* _What is expected_
Word for word, set down the records and skip each picture.
+++++
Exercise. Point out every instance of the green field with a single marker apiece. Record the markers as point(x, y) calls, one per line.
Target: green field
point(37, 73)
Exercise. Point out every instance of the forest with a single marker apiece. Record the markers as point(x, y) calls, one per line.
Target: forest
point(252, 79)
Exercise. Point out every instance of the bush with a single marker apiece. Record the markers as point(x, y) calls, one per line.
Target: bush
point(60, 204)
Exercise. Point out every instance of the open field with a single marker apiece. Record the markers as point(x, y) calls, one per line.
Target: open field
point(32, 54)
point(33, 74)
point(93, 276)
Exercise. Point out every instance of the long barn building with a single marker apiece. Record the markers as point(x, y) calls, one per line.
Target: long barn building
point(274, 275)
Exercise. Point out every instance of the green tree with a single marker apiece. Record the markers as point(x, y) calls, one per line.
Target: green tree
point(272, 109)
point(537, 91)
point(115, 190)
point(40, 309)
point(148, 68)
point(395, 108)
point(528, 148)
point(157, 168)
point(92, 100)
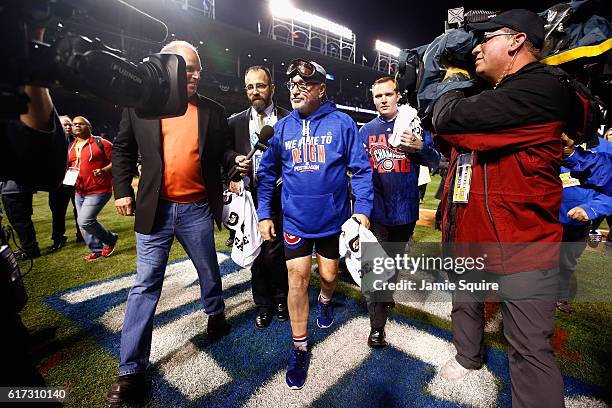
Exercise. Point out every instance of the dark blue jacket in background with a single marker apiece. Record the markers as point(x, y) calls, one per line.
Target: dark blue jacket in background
point(313, 155)
point(594, 169)
point(395, 174)
point(595, 203)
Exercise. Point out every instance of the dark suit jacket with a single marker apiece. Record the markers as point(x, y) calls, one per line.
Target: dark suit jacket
point(240, 137)
point(144, 136)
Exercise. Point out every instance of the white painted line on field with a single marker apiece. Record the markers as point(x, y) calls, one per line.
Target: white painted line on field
point(174, 335)
point(477, 389)
point(116, 285)
point(194, 372)
point(174, 294)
+++++
* _Your solution_
Exercise. Point out every instance of the green field with a single marker apiece. Record the markers as point(x, y) calls, one per line.
Target: green field
point(37, 73)
Exercise. Point out every instance of the forest with a single marker apiece. Record the markers as point(x, y) calls, one per line.
Target: forest
point(252, 79)
Exercise. Point out every instance of the bush with a single marker apiece. Record the markers as point(x, y) calls, one per line.
Target: bush
point(60, 204)
Exercise. Point out every instance of the open field with a single marker apiece. Record the markers as point(x, y) calls, one per line.
Target: open field
point(32, 54)
point(33, 74)
point(93, 276)
Exercise. Point out every instance of the long barn building with a single marker apiece. Record the markers as point(x, y) calls, one per line.
Target: long barn building
point(274, 275)
Exercise. Point out every instance of the green tree with a single marker apiece. Record the markers as point(x, y) calls, one per line.
Target: green tree
point(272, 109)
point(537, 91)
point(115, 190)
point(40, 309)
point(148, 68)
point(395, 108)
point(528, 148)
point(157, 168)
point(92, 100)
Exercise. Point out every instance of the dark blue jacket in background with a single marker apiece. Record the markers as point(x, y) calls, one per line.
Target: dark blue jacket in background
point(313, 155)
point(594, 169)
point(395, 174)
point(595, 203)
Exercise. Point out every instance of the dark suit jacket with a single marker apiece. Record the markers as point(x, y) calls, one per line.
Target: dark suit jacket
point(240, 137)
point(144, 136)
Exercise. Point out every instance of the white painted line on field with a single marker apiece. Record the markers as point(x, y) calls, one per line.
Target: white painted line on field
point(174, 335)
point(477, 389)
point(116, 285)
point(194, 372)
point(174, 294)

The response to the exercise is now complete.